⟨

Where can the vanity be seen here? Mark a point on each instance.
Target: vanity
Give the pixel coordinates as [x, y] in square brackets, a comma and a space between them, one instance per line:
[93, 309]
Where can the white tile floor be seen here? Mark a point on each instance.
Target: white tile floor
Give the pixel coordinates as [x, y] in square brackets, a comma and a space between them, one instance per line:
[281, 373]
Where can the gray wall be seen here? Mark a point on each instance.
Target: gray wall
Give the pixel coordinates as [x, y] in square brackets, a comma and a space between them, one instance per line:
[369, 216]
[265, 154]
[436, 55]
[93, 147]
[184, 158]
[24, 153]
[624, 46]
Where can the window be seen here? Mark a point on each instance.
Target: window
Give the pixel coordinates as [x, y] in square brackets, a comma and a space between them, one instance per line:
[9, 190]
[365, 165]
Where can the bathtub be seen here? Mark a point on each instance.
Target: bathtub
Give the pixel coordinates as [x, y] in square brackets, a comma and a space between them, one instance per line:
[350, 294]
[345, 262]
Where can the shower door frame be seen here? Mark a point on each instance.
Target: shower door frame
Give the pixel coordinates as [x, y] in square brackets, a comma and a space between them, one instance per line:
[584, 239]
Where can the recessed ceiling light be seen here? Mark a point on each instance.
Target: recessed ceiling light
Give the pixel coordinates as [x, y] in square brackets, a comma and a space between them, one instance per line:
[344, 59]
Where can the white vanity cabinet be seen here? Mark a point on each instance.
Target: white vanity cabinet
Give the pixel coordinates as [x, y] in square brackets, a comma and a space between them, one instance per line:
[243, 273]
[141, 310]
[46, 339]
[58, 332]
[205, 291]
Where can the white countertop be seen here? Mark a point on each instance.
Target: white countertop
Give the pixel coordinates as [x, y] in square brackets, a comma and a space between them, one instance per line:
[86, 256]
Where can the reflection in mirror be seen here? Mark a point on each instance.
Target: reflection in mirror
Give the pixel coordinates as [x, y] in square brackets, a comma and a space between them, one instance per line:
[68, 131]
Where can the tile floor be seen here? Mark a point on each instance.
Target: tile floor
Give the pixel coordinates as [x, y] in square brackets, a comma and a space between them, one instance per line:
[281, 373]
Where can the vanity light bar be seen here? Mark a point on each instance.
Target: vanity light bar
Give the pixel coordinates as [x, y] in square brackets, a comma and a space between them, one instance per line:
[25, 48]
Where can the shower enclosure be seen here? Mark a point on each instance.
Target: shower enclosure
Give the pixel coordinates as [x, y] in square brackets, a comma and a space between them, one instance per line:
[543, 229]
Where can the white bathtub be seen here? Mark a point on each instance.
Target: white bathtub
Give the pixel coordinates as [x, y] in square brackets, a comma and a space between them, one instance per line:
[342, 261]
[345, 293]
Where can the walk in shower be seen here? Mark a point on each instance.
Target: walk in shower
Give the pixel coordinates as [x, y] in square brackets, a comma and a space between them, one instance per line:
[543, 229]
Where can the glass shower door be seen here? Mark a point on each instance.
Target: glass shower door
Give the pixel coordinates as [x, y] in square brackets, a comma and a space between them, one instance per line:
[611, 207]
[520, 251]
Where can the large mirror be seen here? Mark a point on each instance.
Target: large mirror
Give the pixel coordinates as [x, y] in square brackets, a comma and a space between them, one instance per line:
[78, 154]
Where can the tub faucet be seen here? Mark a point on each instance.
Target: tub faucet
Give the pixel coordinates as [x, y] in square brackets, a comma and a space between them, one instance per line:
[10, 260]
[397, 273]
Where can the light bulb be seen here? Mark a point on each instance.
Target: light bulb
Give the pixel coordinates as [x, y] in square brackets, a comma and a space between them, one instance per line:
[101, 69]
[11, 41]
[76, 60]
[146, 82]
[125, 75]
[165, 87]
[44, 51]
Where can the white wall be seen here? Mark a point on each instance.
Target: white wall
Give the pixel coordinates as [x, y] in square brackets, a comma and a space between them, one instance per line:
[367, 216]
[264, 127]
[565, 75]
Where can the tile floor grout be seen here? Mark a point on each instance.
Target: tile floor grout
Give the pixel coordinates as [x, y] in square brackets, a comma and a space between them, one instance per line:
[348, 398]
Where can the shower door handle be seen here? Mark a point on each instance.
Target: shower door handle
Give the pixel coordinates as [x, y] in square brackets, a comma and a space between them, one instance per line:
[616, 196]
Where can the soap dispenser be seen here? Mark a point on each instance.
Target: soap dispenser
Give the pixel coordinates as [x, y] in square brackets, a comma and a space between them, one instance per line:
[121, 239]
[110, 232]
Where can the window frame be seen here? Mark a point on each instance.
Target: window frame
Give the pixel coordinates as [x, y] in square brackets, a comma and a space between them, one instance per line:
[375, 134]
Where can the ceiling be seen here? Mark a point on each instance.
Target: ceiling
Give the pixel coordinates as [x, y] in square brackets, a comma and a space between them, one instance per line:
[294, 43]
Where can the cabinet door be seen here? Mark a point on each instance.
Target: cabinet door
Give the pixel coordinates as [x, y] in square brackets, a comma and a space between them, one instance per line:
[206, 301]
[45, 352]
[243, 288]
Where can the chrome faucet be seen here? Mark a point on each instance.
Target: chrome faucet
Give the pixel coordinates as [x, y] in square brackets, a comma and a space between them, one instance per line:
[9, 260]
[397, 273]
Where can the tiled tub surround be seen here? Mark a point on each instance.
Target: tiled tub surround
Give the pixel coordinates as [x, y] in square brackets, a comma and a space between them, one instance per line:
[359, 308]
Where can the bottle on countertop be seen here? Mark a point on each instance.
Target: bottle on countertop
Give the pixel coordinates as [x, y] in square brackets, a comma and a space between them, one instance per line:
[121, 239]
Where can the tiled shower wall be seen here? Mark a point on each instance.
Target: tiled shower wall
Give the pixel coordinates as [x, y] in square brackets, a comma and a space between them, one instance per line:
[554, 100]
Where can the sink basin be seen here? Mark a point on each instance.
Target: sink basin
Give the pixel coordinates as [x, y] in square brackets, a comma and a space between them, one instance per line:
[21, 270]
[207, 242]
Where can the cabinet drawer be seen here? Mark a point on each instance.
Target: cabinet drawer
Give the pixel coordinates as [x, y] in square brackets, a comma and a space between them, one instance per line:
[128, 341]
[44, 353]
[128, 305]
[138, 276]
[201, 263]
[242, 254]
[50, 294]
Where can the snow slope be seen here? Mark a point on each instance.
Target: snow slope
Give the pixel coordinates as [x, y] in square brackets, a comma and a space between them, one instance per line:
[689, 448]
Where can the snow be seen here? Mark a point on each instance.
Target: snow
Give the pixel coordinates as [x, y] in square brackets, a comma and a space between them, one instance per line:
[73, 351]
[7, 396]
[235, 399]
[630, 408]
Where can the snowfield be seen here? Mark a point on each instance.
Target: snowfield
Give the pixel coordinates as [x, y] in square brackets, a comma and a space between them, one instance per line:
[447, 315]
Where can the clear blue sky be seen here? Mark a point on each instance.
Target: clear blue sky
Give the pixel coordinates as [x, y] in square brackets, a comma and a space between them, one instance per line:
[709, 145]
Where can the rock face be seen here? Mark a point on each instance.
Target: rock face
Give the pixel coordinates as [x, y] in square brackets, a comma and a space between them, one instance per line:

⟩

What is being asked: Give every line of the entries above as a single numbered list, omitting any blank lines.

Response for this exercise:
1. Where can the vanity be seen here? Mark a point on each instance.
2. Target: vanity
3. Give the pixel coordinates as [x, y] in square brackets, a comma and a space between them, one instance per line:
4. [93, 309]
5. Where can the white tile floor be seen here? Mark a point on each instance.
6. Target: white tile floor
7. Give the pixel coordinates as [x, y] in square brackets, a comma and a space between them, one instance per line:
8. [281, 373]
9. Where can the gray wall be seen here? Mark a point on each instance.
10. Target: gray wall
11. Give the pixel coordinates as [x, y] in square brackets, a comma and a space between them, one instance per line:
12. [369, 216]
13. [265, 154]
14. [436, 55]
15. [93, 147]
16. [184, 158]
17. [24, 153]
18. [624, 46]
19. Where can the window be seen here? Mark a point on each instance.
20. Target: window
21. Give the pixel coordinates as [x, y] in square brackets, a comma and a space between them, one instance per line:
22. [9, 190]
23. [365, 165]
24. Where can the bathtub be seen here? Mark a point on each instance.
25. Target: bathtub
26. Give the pixel coordinates as [x, y] in square brackets, a comma and a space between them, one instance per line:
27. [350, 294]
28. [345, 262]
29. Where can the shower door frame be seen here? Mark a point on each instance.
30. Target: shower door frame
31. Give the pixel coordinates as [x, y] in square brackets, a comma and a space between them, one instance per line:
32. [584, 239]
33. Where can the recessed ceiling light be seen here? Mark a point on each instance.
34. Target: recessed ceiling light
35. Give the pixel coordinates as [x, y] in square brackets, a comma and a space between them, one instance per line:
36. [344, 59]
37. Where can the white vanity cabinet be seen here? Mark a point on each instance.
38. Target: white vanity cabinet
39. Give the pixel coordinates as [x, y] in square brackets, a comma and a space between them, one instance per line:
40. [243, 273]
41. [141, 310]
42. [46, 339]
43. [58, 332]
44. [205, 291]
45. Where can the white countertop be seen here? Mark a point on each instance.
46. Target: white countertop
47. Give the pixel coordinates as [x, y] in square brackets, a comma and a space between them, one instance per line:
48. [86, 256]
49. Where can the reflection in mirror be seen here? Mark a point on each instance.
50. Target: reflection in mirror
51. Give the pixel coordinates as [x, y] in square brackets, a comma and a space between them, one instance per line:
52. [68, 131]
53. Where can the tile floor be seen here? Mark a point on each instance.
54. Target: tile floor
55. Give the pixel coordinates as [x, y] in square brackets, a comma and a space between them, one instance per line:
56. [281, 373]
57. Where can the vanity light bar be seen here? Mark a point on each instance.
58. Target: vanity light bar
59. Give the pixel coordinates as [x, y] in square brackets, a comma and a space between them, one instance per line:
60. [25, 48]
61. Where can the shower enclosure be seen here? Mark a point on each instance.
62. Target: shower enclosure
63. Give the pixel coordinates as [x, y] in square brackets, a comma and a space between them, one instance per line:
64. [543, 229]
65. Where can the white bathtub be seen here? Mark a point on each instance.
66. Target: white bathtub
67. Give the pixel coordinates as [x, y] in square brackets, a comma and a space between them, one instance per line:
68. [342, 261]
69. [345, 293]
70. Where can the walk in shower be seen here? Mark a point on each instance.
71. Target: walk in shower
72. Give the pixel coordinates as [x, y] in square brackets, a comma and a space between them, one instance per line:
73. [543, 229]
74. Where can the glass shower door be seen here? Mark a point on each instance.
75. Target: glass shower door
76. Give the pixel coordinates as [x, y] in square brackets, a comma and a space between them, one instance per line:
77. [611, 207]
78. [520, 251]
79. Where can the large mirror be seen here? Mark a point on each instance.
80. Target: large mirror
81. Give the pixel coordinates as [x, y] in square brackets, a comma and a space between them, one instance per line:
82. [78, 154]
83. Where can the tub faucet be seen here? Mark a point on each instance.
84. Target: tub faucet
85. Give the pixel coordinates as [x, y] in square brackets, a comma and a space between them, one instance per line:
86. [10, 260]
87. [397, 273]
88. Where can the light bulb be seen here? Mark a point on each instance.
89. Target: light bulb
90. Give the pixel coordinates as [x, y] in square brackets, a comma and a space between them, one instance per line:
91. [101, 69]
92. [11, 41]
93. [76, 60]
94. [146, 82]
95. [125, 75]
96. [165, 87]
97. [44, 51]
98. Where can the white wall be seen here? Mark a point on each instance.
99. Target: white wall
100. Give the pixel coordinates as [x, y] in square brackets, a comma and a space between them, one instance per line:
101. [367, 216]
102. [264, 127]
103. [565, 75]
104. Where can the tile floor grout be seen here? Mark a point on each instance.
105. Target: tile floor grout
106. Give the pixel coordinates as [x, y] in square brackets, a comma and a space between them, one instance per line:
107. [348, 398]
108. Where can the shower door handle be seen here? Mark a point on each instance.
109. Target: shower door handle
110. Give the pixel coordinates as [x, y] in square brackets, a comma and a space between them, one instance per line:
111. [616, 196]
112. Where can the soap dispenser be seen here? Mark a point on each instance.
113. Target: soap dispenser
114. Give the pixel coordinates as [x, y] in square brackets, a comma and a space between them, one instance per line:
115. [121, 239]
116. [110, 232]
117. Where can the window frame be seen here? Mark a point on each instance.
118. Target: window frame
119. Give the pixel coordinates as [x, y] in square brackets, a comma and a space between them, one instance per line:
120. [375, 134]
121. Where can the ceiling be seen here? Mark a point on each instance.
122. Target: ceiling
123. Give the pixel coordinates as [x, y] in square brackets, a comma and a space between them, one instance per line:
124. [294, 43]
125. Where can the cabinet door be seen here? Mark a point on each instance.
126. Target: cabinet door
127. Give the pixel coordinates as [x, y] in square brackets, a comma and a space between them, one instance per line:
128. [206, 301]
129. [45, 352]
130. [243, 288]
131. Where can the chrome faucet be seen here? Mark a point on each instance.
132. Target: chrome faucet
133. Give the pixel coordinates as [x, y] in square brackets, a comma and a space between them, one instance per line:
134. [9, 260]
135. [397, 273]
136. Where can the tiled tub surround be seen here? Mark a point on each instance.
137. Target: tiled tub surround
138. Give the pixel coordinates as [x, y] in square brackets, a comma and a space between them, one instance per line:
139. [359, 308]
140. Where can the bottle on countertop be seen here? Mark a point on each instance.
141. Target: bottle on countertop
142. Give the pixel coordinates as [x, y] in square brackets, a comma and a space between them, one instance per line:
143. [121, 239]
144. Where can the tiled shower wall be seen here? Mark a point on each instance.
145. Target: tiled shower wall
146. Give the pixel coordinates as [x, y] in square brackets, a comma and a space between them, one instance per line:
147. [554, 100]
148. Where can the sink basin be seen here? Mark a point on each instance.
149. Target: sink basin
150. Give the pixel coordinates as [x, y] in square brackets, a comma and a space between them, one instance per line:
151. [21, 270]
152. [207, 242]
153. Where can the cabinet drawer be seen here? Mark a point on each instance.
154. Target: cabinet drawer
155. Give the pixel coordinates as [x, y] in square brackets, a comma and a space between them, one instance per line:
156. [128, 341]
157. [44, 353]
158. [128, 305]
159. [138, 276]
160. [201, 263]
161. [242, 254]
162. [50, 294]
163. Where can the snow slope be seen here? Mark a point on each instance.
164. Target: snow slope
165. Give the pixel coordinates as [x, y] in square brackets, a comma and a space between them, one instance per line:
166. [689, 448]
167. Where can the snow be seen here? Mark a point on each instance.
168. Target: snow
169. Give the pixel coordinates as [x, y] in square brackets, a comma and a space between them, one instance per line:
170. [73, 351]
171. [7, 396]
172. [235, 399]
173. [630, 408]
174. Where can the snowfield be seen here? Mark a point on each instance.
175. Target: snowfield
176. Give the pixel coordinates as [x, y] in square brackets, a comma and a space between them, one instance per line:
177. [447, 315]
178. Where can the clear blue sky be seen here? Mark a point on each instance.
179. Target: clear blue sky
180. Give the pixel coordinates as [x, y] in square brackets, a comma and a space between them, one instance per line:
181. [709, 145]
182. Where can the rock face be seen here? Mark a point on each instance.
183. Target: rock face
184. Give the pixel coordinates as [x, y] in square brackets, a comma and a space between them, one instance per line:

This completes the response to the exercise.